#### Text block
start

We import the necessary libraries and tools. 

import numpy as np
import pandas as pd
from PIL import Image as PilImage
from IPython.display import HTML
from matplotlib import pyplot as plt
import plotly.express as px
import plotly.graph_objects as go
from plotly.subplots import make_subplots

from utils_plot import plot_res_celeba_global, plot_best_res_celeba, plot_res_celeba_minority

Exploring CelebA

Raw dataset

Let's take a look at the distribution of the number of male and female based on different hair colors present in the raw dataset. 

df_attr = pd.read_csv('/home/vuong.nguyen/vuong/augmentare/experiments/Bias in CelebA/dataset/list_attr_celeba.csv')

df_attr.replace(-1,0,inplace=True)
data = df_attr[['image_id', 'Male', 'Black_Hair', 'Blond_Hair', 'Brown_Hair', 'Gray_Hair']]

data_male = data[data["Male"]==1]
data_female = data[data["Male"]==0]

arr=pd.DataFrame(data_male.iloc[:,2:].sum(axis=0))
arr.columns=['Male']

arr1=pd.DataFrame(data_female.iloc[:,2:].sum(axis=0))
arr1.columns=['Female']
result = pd.concat([arr, arr1], axis=1)

fig = go.Figure()
x = ['Black_Hair', 'Blond_Hair', 'Brown_Hair', 'Gray_Hair']

fig.add_trace(go.Bar(
    name='Male',
    x=x, y=result.Male))

fig.add_trace(go.Bar(
    name='Female',
    x=x, y=result.Female))

fig.update_layout(title="Number of men and women on different hair colors in raw dataset", yaxis_title="Number", barmode="group")
#fig.show()
HTML(fig.to_html())

We can see a big difference in the number of male and female images in blond and gray hair colors in the raw dataset. For example, the blond female has 28234 images which is very large compared to the blond male having 1749 images, which is 93.8% smaller. And the gray male with 7235 images is quite large compared to the gray female having 1264 images, which is 82.52% smaller. This shows that the blond hair male and the gray hair female account for a very small percentage of the CelebA dataset.

Train dataset

We remove the hairless cases in the raw dataset and split the images into train, test, and validation sets at 70%, 15%, and 15% respectively. Let's see if this new train set exhibits the same bias as the raw dataset. 

train_df = pd.read_csv('/home/vuong.nguyen/vuong/augmentare/experiments/Bias in CelebA/dataframe_dataset/train_df.csv')
data = train_df

data_male = data[data["Male"]==1]
data_female = data[data["Male"]==0]

arr=pd.DataFrame(data_male.iloc[:,2:6].sum(axis=0))
arr.columns=['Male']

arr1=pd.DataFrame(data_female.iloc[:,2:6].sum(axis=0))
arr1.columns=['Female']
result = pd.concat([arr, arr1], axis=1)

fig = go.Figure()

end

#### The task
Can you revise the CelebA text from "Train dataset" up to and including "arr1=pd.DataFrame(data_female.iloc[:,2:6].sum(axis=0))", swapping "data_female" for "data_women"? The data comes from a different source than the CelebA text.

#### Supplied material
start

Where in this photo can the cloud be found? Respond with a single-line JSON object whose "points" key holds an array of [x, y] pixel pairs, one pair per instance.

end

#### Finished answer
Train dataset

We remove the hairless cases in the raw dataset and split the images into train, test, and validation sets at 70%, 15%, and 15% respectively. Let's see if this new train set exhibits the same bias as the raw dataset. 

train_df = pd.read_csv('/home/vuong.nguyen/vuong/augmentare/experiments/Bias in CelebA/dataframe_dataset/train_df.csv')
data = train_df

data_male = data[data["Male"]==1]
data_women = data[data["Male"]==0]

arr=pd.DataFrame(data_male.iloc[:,2:6].sum(axis=0))
arr.columns=['Male']

arr1=pd.DataFrame(data_women.iloc[:,2:6].sum(axis=0))